- **The exercise**
Please name the three main parts of building a great brand according to the branding article below.

----- Page extract

Your brand has to be more than just a pretty face!
Building a great brand takes more than just a great appearance. The things people see like your logo, color scheme, and website are important, but they aren’t enough to build sustained growth. It takes more than good looks to keep your customers coming back.
Think about dating. Attractiveness is important for drawing you in for a first date. But attractiveness alone won’t make you want a second date. In the same vein, an attractive brand appearance can draw someone in for a “first date”. But if you want them to commit to being your customer, there better be some substance behind that appearance!
This past year was full of conversations with our clients about how to expand their brand and build something beyond just appearance. This year, we are doubling down on the importance of building a brand that will not just look great but will keep customers coming back for more.
So, what exactly is your brand, and what goes into building it? Here are some of our biggest tips for creating an attractive appearance and the substance to support it.
WHAT IS A BRAND?
The word “brand” is nothing new. Although it has definitely evolved beyond a logo burned in livestock, the purpose is still the same. Your brand needs to make you stand out and differentiate you from the crowd.
Branding became more prevalent half a century ago as the number of competitors in product areas rose. It doesn’t take a lot to stand out on a shelf when there are only 2 options for bar soap. But when there are 10 options, you’ll need some compelling packaging.
As the options for getting the word out about a product changed, so did the emphasis on branding. Radio and TV gave options to tell the story of your brand that wasn’t always available with packaging. The internet introduced more options and the ability for customers to research like never before.
Today, the amount of online reviews before purchase has taken research to a new level. A recent study discovered that over half of all online purchasers read reviews before a transaction. In addition, just under half of brick and mortar purchases are preceded by reading online reviews.
As purchasing changes, branding changes but the purpose remains the same. Your brand still has to be what causes you to stand out from competitors. And in today’s changing economy your brand not only has to catch your customer’s eye but it also better have substance behind the style.
There are three main parts to building a great brand: what is seen, what is felt, and what is experienced. In other words, the appearance, the company culture, and customer experience.
There is always a visual component of any brand. Your logo, website, brand messaging, color scheme, fonts, photos and brand identity all play a huge role in the visual appeal of your business. After all, they are what your customers see first; what initially draws them in. Let’s take a closer look at a few of these key visual elements.
The framework of your brand messaging creates the visuals and voice of your brand. It includes elements such as your name, logo, typography (fonts, style, and format), and your marketing message such as your slogan, tagline, and brand pillars. Your brand messaging should resonate with your ideal clients in the context of their needs, wants, and problems. It also needs to be visible and accessible to them through any way they want to connect with you – mobile apps, online searches, social media platforms, etc.

----------
----- Provided data

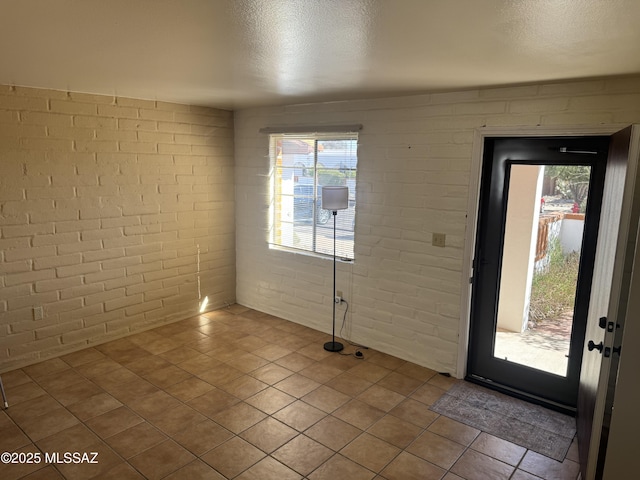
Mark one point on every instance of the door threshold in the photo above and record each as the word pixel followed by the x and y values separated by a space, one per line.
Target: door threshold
pixel 528 397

----------

- **Completed task**
What is seen, what is felt, and what is experienced: the appearance, the company culture, and customer experience.